Sachsenheim. Herr Albrich, wann haben Sie davon erfahren, dass mit Greensill etwas faul sein könnte?

Holger Albrich: Von möglichen massiven Problemen bei der Greensill Bank habe ich erst durch die Berichterstattung hierzu Anfang März erfahren. Dabei ging es zunächst um die Insolvenz der Muttergesellschaft. Am Tag darauf verhängte dann die BaFin das Moratorium über die Greensill Bank.

Warum haben Sie als Stadt eine Million Euro und über den Zweckverband Eichwald zwei Millionen Euro bei Greensill angelegt?

In den vergangenen Jahren wurde es für die Kommunen und Zweckverbände deutlich schwieriger – so sie dazu überhaupt in der Lage sind, Geld anzulegen. Durch die Nullzinspolitik und die Senkung der Freigrenzen der öffentlichen Geldinstitute fallen schon seit einiger Zeit hohe Negativzinsen an. Diese belasten den oftmals ohnehin bereits angespannten Haushalt, ohne dass die Kommune respektive der Zweckverband dadurch einen Gegenwert erhielten. Dies stellt die Verwaltung vor die Verantwortung, möglichst kein Geld durch Negativzinsen zu verlieren, gleichzeitig aber die liquiden Mittel so sicher wie möglich anzulegen.

Ausgangsmaterial:
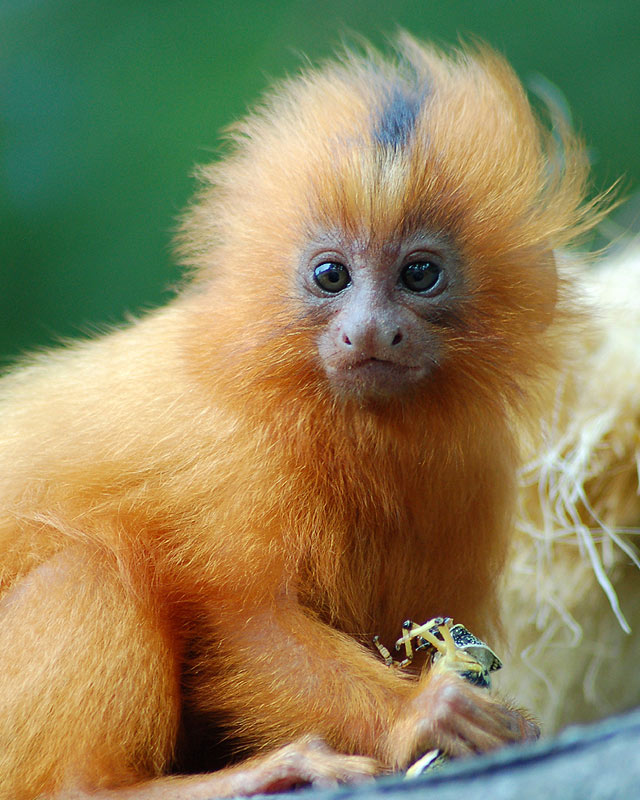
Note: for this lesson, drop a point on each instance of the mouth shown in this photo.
(374, 377)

Arbeitsauftrag:
Prüfe, ob die Aussagen (a), (b) und (c) mit dem Interview über die Greensill Bank übereinstimmen, und antworte jeweils mit Ja oder Nein samt den entscheidenden Worten aus dem Interview als genaues Zitat.
(a) Albrich erfuhr von möglichen Problemen bei der Greensill Bank erst durch die Berichterstattung Anfang März.
(b) Die BaFin verhängte das Moratorium über die Greensill Bank noch am selben Tag, an dem es um die Insolvenz der Muttergesellschaft ging.
(c) Über den Zweckverband Eichwald wurde eine Million Euro bei Greensill angelegt.
Die Auflistung wird hier nicht gebraucht.

Lösung:
(a) Ja: „Von möglichen massiven Problemen bei der Greensill Bank habe ich erst durch die Berichterstattung hierzu Anfang März erfahren.“
(b) Nein: „Am Tag darauf verhängte dann die BaFin das Moratorium über die Greensill Bank.“
(c) Nein: „über den Zweckverband Eichwald zwei Millionen Euro bei Greensill angelegt“